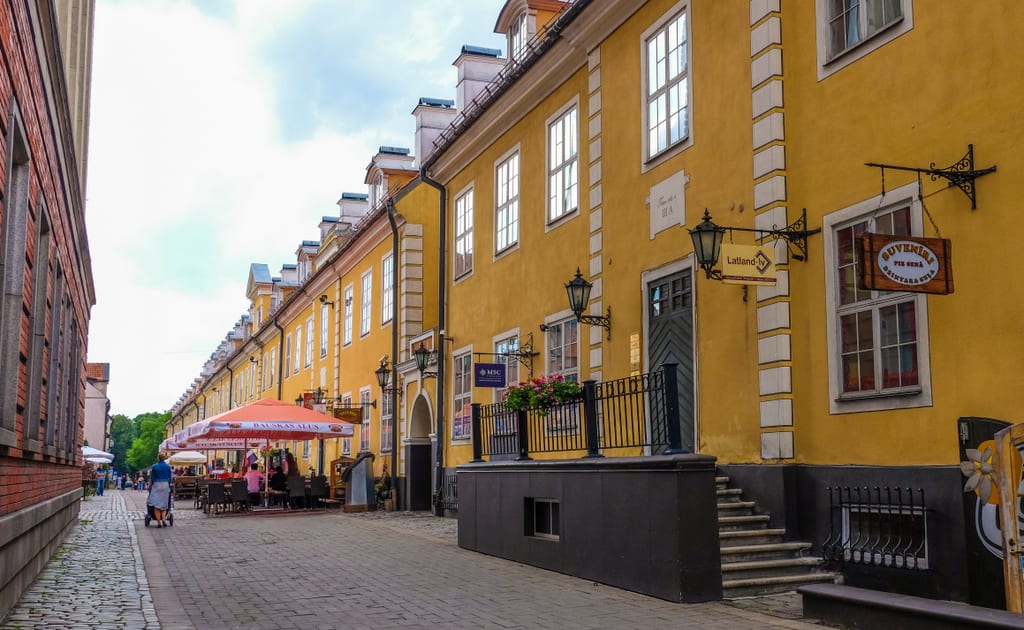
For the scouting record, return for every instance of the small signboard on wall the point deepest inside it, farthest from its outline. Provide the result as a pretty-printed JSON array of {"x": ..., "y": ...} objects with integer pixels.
[
  {"x": 488, "y": 375},
  {"x": 748, "y": 264},
  {"x": 905, "y": 263}
]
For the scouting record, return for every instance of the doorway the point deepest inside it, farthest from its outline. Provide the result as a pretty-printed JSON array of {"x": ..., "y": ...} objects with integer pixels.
[{"x": 670, "y": 339}]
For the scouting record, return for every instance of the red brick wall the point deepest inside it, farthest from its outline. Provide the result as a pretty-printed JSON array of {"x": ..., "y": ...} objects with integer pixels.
[{"x": 30, "y": 477}]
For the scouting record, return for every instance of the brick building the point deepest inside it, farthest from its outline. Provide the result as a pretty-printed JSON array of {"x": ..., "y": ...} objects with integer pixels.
[{"x": 47, "y": 293}]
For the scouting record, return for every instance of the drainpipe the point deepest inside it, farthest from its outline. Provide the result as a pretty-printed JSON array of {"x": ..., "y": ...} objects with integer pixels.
[
  {"x": 394, "y": 352},
  {"x": 281, "y": 353},
  {"x": 441, "y": 301},
  {"x": 230, "y": 387}
]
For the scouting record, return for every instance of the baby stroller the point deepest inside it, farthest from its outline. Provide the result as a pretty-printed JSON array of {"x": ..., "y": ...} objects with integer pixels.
[{"x": 151, "y": 516}]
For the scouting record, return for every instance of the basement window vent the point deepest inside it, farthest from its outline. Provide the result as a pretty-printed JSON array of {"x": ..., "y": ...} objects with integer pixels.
[{"x": 544, "y": 518}]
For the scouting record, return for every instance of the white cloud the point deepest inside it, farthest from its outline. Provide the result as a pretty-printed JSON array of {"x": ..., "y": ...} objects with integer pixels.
[{"x": 189, "y": 179}]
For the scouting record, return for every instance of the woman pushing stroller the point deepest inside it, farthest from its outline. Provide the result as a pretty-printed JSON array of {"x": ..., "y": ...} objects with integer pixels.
[{"x": 160, "y": 491}]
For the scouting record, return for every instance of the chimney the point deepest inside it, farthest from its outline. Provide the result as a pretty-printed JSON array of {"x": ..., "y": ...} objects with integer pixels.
[
  {"x": 432, "y": 117},
  {"x": 477, "y": 67}
]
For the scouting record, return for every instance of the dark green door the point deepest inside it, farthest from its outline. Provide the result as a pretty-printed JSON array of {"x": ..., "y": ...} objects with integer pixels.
[{"x": 670, "y": 339}]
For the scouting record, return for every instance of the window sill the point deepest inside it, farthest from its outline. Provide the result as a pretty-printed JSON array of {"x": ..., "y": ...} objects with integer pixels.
[{"x": 873, "y": 395}]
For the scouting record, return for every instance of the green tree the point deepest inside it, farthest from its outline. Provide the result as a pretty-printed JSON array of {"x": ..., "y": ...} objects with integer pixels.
[
  {"x": 150, "y": 431},
  {"x": 122, "y": 436}
]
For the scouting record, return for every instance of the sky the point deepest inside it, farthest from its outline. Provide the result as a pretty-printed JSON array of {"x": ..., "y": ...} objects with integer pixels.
[{"x": 221, "y": 131}]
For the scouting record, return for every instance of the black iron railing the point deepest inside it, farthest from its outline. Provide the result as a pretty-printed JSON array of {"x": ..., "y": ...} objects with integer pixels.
[
  {"x": 878, "y": 526},
  {"x": 630, "y": 416},
  {"x": 448, "y": 499}
]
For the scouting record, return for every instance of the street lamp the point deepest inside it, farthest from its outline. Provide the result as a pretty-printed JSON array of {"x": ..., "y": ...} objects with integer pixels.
[{"x": 578, "y": 291}]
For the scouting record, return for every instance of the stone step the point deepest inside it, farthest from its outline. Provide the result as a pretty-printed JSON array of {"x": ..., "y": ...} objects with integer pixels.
[
  {"x": 735, "y": 508},
  {"x": 750, "y": 537},
  {"x": 750, "y": 587},
  {"x": 729, "y": 494},
  {"x": 769, "y": 568},
  {"x": 737, "y": 553},
  {"x": 745, "y": 521}
]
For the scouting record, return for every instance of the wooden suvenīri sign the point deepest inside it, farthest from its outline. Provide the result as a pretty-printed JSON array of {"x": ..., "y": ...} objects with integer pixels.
[{"x": 905, "y": 263}]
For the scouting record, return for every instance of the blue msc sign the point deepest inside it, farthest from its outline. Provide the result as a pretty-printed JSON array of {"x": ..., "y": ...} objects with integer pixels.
[{"x": 488, "y": 375}]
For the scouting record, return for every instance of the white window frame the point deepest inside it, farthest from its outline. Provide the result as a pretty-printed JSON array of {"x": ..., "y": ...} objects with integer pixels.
[
  {"x": 324, "y": 330},
  {"x": 568, "y": 116},
  {"x": 366, "y": 301},
  {"x": 838, "y": 404},
  {"x": 652, "y": 156},
  {"x": 309, "y": 342},
  {"x": 508, "y": 171},
  {"x": 365, "y": 429},
  {"x": 462, "y": 394},
  {"x": 462, "y": 229},
  {"x": 387, "y": 287},
  {"x": 349, "y": 308},
  {"x": 519, "y": 34},
  {"x": 830, "y": 63}
]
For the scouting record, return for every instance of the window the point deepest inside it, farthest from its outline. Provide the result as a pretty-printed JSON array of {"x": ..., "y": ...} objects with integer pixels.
[
  {"x": 288, "y": 353},
  {"x": 505, "y": 423},
  {"x": 348, "y": 315},
  {"x": 544, "y": 517},
  {"x": 878, "y": 344},
  {"x": 668, "y": 85},
  {"x": 462, "y": 419},
  {"x": 365, "y": 430},
  {"x": 562, "y": 340},
  {"x": 507, "y": 199},
  {"x": 366, "y": 302},
  {"x": 309, "y": 342},
  {"x": 517, "y": 37},
  {"x": 464, "y": 234},
  {"x": 324, "y": 330},
  {"x": 849, "y": 30},
  {"x": 851, "y": 22},
  {"x": 563, "y": 169},
  {"x": 387, "y": 288},
  {"x": 563, "y": 348},
  {"x": 387, "y": 418}
]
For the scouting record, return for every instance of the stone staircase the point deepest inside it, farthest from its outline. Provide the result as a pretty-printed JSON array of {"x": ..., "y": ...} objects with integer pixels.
[{"x": 757, "y": 560}]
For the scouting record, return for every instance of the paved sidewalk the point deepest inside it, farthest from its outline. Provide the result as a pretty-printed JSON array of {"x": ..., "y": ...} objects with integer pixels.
[{"x": 327, "y": 571}]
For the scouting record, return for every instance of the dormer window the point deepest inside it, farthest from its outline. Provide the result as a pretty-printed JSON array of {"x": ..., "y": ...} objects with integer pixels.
[
  {"x": 517, "y": 37},
  {"x": 377, "y": 191}
]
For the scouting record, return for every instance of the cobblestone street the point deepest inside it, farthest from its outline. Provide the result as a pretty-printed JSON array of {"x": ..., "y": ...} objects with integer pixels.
[{"x": 327, "y": 571}]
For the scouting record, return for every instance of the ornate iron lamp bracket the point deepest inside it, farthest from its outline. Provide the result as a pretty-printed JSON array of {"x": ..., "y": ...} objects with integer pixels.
[{"x": 961, "y": 174}]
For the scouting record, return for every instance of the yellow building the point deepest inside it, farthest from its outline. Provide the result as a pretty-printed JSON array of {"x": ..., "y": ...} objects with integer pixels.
[{"x": 600, "y": 144}]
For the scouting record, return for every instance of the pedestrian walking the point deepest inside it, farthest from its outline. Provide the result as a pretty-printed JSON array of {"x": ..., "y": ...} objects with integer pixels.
[{"x": 160, "y": 490}]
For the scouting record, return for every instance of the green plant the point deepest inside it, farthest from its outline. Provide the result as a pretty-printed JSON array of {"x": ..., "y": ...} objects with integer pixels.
[{"x": 542, "y": 393}]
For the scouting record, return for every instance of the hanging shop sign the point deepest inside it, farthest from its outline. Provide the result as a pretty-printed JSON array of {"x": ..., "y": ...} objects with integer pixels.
[
  {"x": 748, "y": 264},
  {"x": 905, "y": 263},
  {"x": 488, "y": 375},
  {"x": 349, "y": 414}
]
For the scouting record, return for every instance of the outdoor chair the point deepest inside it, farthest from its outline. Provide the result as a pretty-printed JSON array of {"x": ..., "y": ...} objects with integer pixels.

☆ ☆ ☆ ☆ ☆

* [What you should do]: Look above for the line containing "For the scouting record, return for every instance of the ornate"; copy from it through the last line, exactly, and nothing more.

* [Solution to this problem]:
For the scouting record, return for every instance of the ornate iron lamp bracket the point deepest inside it, farthest from its outline. Provide the result as a pretty-printed JSON array of {"x": ..., "y": ...} objects with integer pixels.
[{"x": 961, "y": 174}]
For the scouting record, return for every instance of the yellow building the point deepest inside it, farthest from its outline. Provide the result as a pretty-printed JSON array of {"x": ..., "y": ...} objects with integer pixels.
[{"x": 600, "y": 144}]
For the scouting record, return for every instance of the pedestrian walking the point deepest inside it, farthest from its outline. Provide the result as a pretty-printed JSON array of {"x": ..., "y": ...} objects with integer pixels.
[{"x": 160, "y": 490}]
For the scouting record, return for every instance of the green plant the point deepest inside it, farthest from its outline. Provide the result as a pretty-printed JSON array of {"x": ..., "y": ...} objects with integer pixels.
[{"x": 542, "y": 393}]
For the scouting record, return for every instance of the hanging shop sign the point deepest inside it, farthest from its outline. Provide the result as a pretty-printed JSON array of {"x": ..., "y": ...} objects with integer pixels.
[
  {"x": 748, "y": 264},
  {"x": 905, "y": 263},
  {"x": 488, "y": 375},
  {"x": 349, "y": 414}
]
For the scouting record, return for every instance of the outdoor chair the point deepest inside it, farthest from its outline. Provide the result as a pretty-printed JSON array of {"x": ..., "y": ...} objects with integer pixels.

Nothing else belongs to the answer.